* [What is asked]
Please write out everything from the start of the entries below down to the line containing "[7,0,175,172]", both ends included, reproducing each line without any change.

* [Provided data]
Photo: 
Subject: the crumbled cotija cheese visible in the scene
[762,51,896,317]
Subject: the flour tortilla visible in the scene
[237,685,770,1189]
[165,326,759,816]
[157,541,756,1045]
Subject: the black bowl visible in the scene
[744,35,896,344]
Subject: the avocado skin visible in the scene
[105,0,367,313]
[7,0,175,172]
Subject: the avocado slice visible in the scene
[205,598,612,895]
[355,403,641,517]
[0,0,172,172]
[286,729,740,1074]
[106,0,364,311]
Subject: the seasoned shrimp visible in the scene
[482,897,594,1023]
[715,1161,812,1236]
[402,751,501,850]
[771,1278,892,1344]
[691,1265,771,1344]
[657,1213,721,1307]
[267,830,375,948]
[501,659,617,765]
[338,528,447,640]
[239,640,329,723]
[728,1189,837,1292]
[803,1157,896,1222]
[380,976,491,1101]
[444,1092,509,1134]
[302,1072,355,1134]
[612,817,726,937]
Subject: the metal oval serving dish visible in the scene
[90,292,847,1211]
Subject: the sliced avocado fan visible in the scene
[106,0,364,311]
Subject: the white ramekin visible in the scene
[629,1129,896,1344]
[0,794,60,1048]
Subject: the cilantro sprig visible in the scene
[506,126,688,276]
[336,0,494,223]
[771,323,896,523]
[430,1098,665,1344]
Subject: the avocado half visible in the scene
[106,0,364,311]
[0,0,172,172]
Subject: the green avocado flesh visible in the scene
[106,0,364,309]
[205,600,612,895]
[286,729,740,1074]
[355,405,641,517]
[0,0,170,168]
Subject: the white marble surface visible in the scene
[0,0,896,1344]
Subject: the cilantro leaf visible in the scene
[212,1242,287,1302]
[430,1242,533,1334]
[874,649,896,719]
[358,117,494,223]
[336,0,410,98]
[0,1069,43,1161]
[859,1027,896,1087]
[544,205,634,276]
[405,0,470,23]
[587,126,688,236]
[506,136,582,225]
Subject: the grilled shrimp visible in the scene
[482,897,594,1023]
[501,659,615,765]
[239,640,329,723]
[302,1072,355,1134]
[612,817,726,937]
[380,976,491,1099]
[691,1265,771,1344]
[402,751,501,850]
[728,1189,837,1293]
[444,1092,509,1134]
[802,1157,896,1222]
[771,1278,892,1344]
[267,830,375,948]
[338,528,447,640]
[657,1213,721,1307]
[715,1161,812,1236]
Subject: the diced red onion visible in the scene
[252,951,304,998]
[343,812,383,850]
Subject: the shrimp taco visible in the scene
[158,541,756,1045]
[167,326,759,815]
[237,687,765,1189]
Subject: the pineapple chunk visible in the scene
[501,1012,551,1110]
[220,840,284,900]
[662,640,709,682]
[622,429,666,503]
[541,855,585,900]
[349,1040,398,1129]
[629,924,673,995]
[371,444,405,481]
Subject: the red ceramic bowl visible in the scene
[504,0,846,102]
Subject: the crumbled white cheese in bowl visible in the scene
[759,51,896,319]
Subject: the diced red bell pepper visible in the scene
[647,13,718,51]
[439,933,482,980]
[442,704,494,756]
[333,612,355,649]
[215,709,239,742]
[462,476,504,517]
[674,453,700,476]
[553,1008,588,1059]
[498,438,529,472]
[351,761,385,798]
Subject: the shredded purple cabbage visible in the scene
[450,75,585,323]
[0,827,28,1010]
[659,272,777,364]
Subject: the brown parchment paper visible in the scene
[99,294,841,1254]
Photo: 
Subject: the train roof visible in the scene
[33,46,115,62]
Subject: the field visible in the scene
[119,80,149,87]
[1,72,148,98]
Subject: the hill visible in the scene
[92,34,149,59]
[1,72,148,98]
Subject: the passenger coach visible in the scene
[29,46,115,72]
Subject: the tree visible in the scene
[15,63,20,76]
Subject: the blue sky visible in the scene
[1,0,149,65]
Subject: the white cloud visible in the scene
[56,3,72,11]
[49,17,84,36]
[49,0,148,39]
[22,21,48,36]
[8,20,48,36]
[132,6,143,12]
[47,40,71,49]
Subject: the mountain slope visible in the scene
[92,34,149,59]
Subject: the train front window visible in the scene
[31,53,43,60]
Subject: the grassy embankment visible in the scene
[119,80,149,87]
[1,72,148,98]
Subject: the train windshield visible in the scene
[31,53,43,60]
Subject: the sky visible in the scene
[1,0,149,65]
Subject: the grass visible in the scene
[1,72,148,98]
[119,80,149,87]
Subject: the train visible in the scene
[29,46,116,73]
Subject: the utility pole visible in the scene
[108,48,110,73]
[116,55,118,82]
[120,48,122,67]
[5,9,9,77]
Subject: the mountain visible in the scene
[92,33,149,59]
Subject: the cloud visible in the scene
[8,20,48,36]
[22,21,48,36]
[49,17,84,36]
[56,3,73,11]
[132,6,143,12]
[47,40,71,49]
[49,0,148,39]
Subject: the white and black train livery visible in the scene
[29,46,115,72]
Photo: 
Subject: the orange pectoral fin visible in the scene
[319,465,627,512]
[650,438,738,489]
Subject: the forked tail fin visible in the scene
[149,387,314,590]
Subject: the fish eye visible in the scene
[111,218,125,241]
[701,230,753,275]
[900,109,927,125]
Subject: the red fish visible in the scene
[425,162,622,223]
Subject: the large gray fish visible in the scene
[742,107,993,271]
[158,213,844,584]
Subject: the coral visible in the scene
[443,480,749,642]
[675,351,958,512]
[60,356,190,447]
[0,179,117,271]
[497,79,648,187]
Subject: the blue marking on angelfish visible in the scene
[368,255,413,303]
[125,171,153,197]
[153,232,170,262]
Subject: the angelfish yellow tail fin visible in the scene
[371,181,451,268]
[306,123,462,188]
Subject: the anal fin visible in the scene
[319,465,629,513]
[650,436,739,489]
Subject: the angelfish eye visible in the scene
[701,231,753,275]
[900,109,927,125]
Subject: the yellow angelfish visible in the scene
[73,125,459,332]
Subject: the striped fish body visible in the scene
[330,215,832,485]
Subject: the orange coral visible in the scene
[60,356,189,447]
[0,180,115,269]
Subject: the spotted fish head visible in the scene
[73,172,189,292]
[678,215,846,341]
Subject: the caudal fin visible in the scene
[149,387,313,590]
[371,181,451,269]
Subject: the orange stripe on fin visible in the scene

* [Solution to the exercise]
Photo: 
Subject: the crumbled cotija cheese visible in the scene
[762,51,896,317]
Subject: the flour tortilla visible in the scene
[237,685,770,1189]
[165,326,759,816]
[157,541,756,1045]
Subject: the black bowl visible in the scene
[744,35,896,344]
Subject: the avocado skin visible in the scene
[105,0,367,313]
[7,0,175,172]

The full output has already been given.